Source:
Jo is the first one to speak, and the last sister to settle down and marry. Jo is the primary love interest of the “hero.” Jo is the best friend of doomed Beth.

It is Jo’s development as a person that makes the strongest narrative thread in the book. Amy and Meg also have arcs, but Jo makes more mistakes, has more adventures, acquires more true friends than either of them.

Jo is a tomboy. It’s the central fact of her character. All through the book, people compliment her on how much more womanly she’s becoming. But at the novel’s end, she is running around in the mud with a load of little boys, living and running a school for boys, mothering two boys herself. She lives in an entirely male world–she has become a woman, but on her own terms.

In a difficult and often painful world, all three of the surviving March sisters hollow out small oases for themselves and their families. But while Meg and John Brooke make a tiny world just for them, and Amy and Laurie make a porous and low-key world, Jo’s allies let her make a huge world for herself. In fact, Jo’s world–the school she’s founded, the family she’s made–is so strong and sprawling that it sucks other people in, makes them part of the family.

Jo is a complicated heroine, a woman at war with herself, at conflict with the very idea of the feminine nature that was held to be morally “good” in her time. It’s often said of heroines like her that “she’s a modern girl born in the wrong time and place,” but the truth is that Jo made her world into the right time and place by sheer force of will, personality, and love.

Material:
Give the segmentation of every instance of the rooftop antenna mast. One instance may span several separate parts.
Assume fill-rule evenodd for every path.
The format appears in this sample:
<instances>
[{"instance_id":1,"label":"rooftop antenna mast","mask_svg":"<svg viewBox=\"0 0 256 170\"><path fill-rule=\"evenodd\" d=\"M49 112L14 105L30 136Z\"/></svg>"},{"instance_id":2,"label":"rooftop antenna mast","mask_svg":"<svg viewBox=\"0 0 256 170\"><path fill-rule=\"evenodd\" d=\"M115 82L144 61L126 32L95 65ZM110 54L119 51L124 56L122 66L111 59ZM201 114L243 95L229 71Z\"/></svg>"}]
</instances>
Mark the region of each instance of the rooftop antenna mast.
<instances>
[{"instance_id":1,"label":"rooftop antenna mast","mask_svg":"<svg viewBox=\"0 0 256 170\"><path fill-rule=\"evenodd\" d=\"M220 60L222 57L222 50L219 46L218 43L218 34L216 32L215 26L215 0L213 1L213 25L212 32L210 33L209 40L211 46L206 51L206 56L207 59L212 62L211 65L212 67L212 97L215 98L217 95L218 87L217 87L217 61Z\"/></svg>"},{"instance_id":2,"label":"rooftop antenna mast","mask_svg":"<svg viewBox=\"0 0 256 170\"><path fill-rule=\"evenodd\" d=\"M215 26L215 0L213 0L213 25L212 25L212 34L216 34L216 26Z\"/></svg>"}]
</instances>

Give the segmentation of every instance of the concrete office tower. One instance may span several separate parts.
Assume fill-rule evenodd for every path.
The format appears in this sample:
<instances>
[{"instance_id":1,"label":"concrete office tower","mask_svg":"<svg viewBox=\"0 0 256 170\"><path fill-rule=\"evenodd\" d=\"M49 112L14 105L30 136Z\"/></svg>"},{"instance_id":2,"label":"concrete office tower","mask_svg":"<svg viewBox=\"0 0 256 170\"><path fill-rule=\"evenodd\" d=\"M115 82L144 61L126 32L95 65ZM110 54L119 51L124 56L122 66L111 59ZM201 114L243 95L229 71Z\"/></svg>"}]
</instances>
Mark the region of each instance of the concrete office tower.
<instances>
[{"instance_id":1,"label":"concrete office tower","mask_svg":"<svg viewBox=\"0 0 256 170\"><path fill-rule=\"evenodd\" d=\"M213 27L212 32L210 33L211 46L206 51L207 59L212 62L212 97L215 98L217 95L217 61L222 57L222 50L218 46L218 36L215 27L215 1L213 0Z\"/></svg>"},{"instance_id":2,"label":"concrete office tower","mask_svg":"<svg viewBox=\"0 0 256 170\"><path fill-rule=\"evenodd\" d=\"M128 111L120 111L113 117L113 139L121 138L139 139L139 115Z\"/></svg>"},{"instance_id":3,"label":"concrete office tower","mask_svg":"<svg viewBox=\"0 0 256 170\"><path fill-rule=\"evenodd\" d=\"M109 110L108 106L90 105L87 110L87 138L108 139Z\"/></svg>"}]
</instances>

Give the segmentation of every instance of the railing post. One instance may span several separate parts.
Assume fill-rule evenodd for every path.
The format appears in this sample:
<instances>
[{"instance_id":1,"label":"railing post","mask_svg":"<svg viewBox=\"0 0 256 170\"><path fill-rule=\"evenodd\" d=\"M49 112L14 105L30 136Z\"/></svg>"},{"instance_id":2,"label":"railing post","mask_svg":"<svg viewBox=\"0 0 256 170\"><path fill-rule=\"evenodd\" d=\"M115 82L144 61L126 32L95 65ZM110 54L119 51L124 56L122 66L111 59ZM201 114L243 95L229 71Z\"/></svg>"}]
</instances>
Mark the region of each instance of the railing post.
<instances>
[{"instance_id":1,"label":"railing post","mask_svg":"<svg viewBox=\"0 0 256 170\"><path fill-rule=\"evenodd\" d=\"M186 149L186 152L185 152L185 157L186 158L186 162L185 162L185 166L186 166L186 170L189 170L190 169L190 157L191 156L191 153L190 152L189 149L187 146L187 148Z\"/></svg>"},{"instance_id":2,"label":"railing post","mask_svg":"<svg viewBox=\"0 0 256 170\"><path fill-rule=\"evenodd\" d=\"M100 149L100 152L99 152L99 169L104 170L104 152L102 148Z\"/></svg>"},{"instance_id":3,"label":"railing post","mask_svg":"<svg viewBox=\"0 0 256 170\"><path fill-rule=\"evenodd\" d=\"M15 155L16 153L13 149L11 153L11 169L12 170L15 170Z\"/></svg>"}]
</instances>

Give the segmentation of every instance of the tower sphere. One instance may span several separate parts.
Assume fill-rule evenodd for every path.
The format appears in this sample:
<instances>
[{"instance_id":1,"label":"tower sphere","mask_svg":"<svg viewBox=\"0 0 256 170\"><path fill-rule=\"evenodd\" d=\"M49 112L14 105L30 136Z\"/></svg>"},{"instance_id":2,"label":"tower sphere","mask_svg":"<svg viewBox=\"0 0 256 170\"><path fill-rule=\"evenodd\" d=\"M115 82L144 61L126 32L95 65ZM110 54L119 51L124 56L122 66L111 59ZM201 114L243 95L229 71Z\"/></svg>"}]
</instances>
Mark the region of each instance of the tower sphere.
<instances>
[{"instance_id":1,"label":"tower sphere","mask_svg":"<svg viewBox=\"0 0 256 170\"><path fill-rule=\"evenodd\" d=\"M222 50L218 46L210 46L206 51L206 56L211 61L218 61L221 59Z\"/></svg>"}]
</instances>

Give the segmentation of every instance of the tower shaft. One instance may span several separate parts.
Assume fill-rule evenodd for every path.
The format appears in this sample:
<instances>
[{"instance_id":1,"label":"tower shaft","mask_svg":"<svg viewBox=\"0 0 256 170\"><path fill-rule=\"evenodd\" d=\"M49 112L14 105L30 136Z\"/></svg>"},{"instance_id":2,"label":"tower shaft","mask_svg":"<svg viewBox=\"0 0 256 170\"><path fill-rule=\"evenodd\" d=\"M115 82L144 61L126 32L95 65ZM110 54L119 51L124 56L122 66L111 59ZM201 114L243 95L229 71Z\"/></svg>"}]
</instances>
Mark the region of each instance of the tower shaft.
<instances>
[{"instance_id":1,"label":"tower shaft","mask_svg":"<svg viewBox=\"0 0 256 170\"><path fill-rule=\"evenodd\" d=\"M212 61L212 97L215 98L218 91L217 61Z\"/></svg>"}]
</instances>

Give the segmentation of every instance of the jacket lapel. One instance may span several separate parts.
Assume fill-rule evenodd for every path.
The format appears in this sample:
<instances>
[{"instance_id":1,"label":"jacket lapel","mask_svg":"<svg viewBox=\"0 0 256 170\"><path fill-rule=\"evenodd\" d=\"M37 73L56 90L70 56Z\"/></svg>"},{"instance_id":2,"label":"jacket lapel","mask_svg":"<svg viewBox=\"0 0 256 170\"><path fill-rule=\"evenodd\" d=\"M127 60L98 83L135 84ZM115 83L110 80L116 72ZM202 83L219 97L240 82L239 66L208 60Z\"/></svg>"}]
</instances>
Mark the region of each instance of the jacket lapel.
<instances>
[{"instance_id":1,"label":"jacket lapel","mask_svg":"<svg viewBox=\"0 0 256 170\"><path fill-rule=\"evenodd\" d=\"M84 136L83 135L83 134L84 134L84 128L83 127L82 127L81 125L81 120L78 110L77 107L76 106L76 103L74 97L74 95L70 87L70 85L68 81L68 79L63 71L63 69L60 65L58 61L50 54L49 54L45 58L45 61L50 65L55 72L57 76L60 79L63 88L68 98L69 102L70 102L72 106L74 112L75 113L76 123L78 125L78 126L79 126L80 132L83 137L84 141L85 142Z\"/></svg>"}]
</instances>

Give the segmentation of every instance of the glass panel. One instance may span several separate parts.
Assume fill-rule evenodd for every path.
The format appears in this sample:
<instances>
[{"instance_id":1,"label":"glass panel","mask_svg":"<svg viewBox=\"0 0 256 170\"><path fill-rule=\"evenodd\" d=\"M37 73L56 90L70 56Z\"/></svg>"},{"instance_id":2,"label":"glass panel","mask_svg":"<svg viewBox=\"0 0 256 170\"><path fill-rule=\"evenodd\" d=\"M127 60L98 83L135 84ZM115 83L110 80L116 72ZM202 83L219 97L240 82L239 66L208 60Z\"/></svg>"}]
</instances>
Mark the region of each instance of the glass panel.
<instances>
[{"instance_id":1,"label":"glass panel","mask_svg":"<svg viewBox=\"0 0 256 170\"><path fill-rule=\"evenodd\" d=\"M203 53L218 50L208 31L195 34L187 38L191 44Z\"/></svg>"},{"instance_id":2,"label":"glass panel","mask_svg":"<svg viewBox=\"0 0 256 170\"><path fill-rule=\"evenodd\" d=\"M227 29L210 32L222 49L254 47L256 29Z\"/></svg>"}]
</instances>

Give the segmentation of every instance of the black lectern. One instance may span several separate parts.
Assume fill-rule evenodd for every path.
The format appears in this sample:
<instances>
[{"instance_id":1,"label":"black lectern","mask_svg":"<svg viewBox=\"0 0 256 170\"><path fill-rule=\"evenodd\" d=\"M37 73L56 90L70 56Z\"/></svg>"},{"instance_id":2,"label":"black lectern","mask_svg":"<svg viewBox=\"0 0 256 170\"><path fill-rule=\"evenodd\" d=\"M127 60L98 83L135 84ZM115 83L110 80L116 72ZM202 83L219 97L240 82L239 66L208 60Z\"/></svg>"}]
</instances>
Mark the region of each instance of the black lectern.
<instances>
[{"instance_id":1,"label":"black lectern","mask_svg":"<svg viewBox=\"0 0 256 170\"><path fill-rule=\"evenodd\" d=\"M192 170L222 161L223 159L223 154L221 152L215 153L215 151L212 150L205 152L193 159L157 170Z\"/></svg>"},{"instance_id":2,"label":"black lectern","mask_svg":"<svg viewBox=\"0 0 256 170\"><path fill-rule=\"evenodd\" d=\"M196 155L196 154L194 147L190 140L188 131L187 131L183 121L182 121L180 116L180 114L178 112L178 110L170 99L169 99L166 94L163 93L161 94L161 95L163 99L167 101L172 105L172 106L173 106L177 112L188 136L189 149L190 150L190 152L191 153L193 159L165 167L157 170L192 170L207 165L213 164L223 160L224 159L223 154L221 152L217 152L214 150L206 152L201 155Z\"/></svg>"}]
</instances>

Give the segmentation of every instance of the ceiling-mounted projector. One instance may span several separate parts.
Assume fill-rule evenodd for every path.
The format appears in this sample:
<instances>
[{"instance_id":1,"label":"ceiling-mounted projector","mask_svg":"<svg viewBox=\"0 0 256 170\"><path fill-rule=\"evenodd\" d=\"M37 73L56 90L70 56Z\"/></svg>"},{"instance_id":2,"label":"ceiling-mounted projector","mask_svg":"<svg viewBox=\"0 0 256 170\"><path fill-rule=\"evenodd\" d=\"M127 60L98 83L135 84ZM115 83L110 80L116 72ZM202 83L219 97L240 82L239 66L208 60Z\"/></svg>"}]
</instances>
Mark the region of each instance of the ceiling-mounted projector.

What to work on:
[a] According to the essay on Jo, why is her development the strongest narrative thread in the book? Answer in one to three sentences.
[b] List everything the essay on Jo says she is doing at the novel's end.
The entries aren't needed for the tasks here.

Exercise solutions:
[a] Although Amy and Meg also have arcs, Jo makes more mistakes, has more adventures, and acquires more true friends than either of them.

[b]
- Running around in the mud with a load of little boys
- Living in and running a school for boys
- Mothering two boys herself